(Dataset items)

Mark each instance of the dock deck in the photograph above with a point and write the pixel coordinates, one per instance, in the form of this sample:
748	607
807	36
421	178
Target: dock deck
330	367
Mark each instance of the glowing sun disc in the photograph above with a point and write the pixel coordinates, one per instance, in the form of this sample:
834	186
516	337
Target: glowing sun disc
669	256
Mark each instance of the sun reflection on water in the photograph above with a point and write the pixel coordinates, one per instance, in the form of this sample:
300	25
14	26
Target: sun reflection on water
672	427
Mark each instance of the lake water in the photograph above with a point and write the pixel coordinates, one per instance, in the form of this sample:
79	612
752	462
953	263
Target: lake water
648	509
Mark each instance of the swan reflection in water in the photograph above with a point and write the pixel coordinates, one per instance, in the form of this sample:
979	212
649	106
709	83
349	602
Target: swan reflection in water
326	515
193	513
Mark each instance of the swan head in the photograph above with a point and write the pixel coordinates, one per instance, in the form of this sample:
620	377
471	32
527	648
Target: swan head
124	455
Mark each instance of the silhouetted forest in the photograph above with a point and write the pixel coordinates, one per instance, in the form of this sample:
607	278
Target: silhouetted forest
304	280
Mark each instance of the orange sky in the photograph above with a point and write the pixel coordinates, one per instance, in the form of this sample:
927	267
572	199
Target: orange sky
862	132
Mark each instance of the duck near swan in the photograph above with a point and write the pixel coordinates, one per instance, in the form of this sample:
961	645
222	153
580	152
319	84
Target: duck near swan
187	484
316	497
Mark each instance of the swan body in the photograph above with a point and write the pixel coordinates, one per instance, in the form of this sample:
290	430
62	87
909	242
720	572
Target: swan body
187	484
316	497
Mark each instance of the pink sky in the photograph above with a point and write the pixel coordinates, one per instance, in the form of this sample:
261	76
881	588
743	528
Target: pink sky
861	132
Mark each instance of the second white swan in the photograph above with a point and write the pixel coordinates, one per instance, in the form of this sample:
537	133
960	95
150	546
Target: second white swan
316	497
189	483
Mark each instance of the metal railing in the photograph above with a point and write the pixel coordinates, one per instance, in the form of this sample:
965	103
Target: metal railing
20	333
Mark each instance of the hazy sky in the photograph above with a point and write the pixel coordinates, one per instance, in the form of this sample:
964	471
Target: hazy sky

--- Exercise prompt ---
Each entry above needs to be output exactly as written.

--- Task solution ---
Mark each instance of the dock deck in the photograph above with a point and write the pixel coordinates, one per instance, in the form of this sample:
748	607
807	36
421	178
Target: dock deck
330	367
Mark each instance of the glowing sun disc in the photograph above with a point and write the pixel coordinates, one per instance, in the form of this sample:
834	186
516	337
Target: glowing sun disc
669	256
Mark each instance of the sun reflection on water in the photograph above with a point and write the pixel coordinates, one per instance, in the form of this sample:
300	25
14	26
Target: sun reflection on water
672	427
Mark each instance of the lake water in the photograph above with a point and write the pixel coordinates, one per instance, in the form of this sample:
79	612
752	462
953	263
Target: lake water
648	509
Mark each instance of the swan reflection in water in the photograph above with a point and write the pixel coordinates, one per instance, in the form of this sample:
979	212
649	106
709	83
349	602
Target: swan reflection in water
326	515
193	513
Mark each instance of the swan head in the photograph above with a point and write the pixel coordinates, one per instance, in the form of this sample:
620	377
471	32
527	648
Target: swan head
124	455
Mark each instance of the silhouetted forest in the photograph above with a point and write the pixel coordinates, one per instance, in the form of this sample:
607	278
Target: silhouetted forest
304	280
Mark each instance of the orange sky in the photograph above with a point and write the pixel coordinates, one per instance, in the form of this sample:
927	267
572	199
Target: orange sky
862	132
Mark each instance of the duck near swan in the photograph above with a point and write the pixel coordinates, one per instance, in the form of this sample:
961	645
222	153
580	152
319	84
Target: duck near swan
187	484
316	497
Mark each instance of the swan body in the photograph above with a point and write the pixel coordinates, one per instance, in the form of this sample:
290	430
62	87
909	242
720	572
Target: swan body
187	484
316	497
Mark each instance of the pink sky in the photograph above with a point and write the pixel coordinates, one per instance, in the form of this sample:
261	76
881	588
743	528
Target: pink sky
861	132
Mark each instance of the second white swan in the photograph above with a point and write the pixel coordinates, one per instance, in the form of this sample:
537	133
960	95
150	546
Target: second white swan
316	497
189	483
Mark each instance of the metal railing in the photograph above with a point and write the pixel coordinates, one per instance, in the form of this sample:
965	103
Target: metal railing
20	333
Mark each instance of the hazy sky in the photograph above with a point and write the pixel coordinates, one per instance, in the form of this sample:
964	471
Target: hazy sky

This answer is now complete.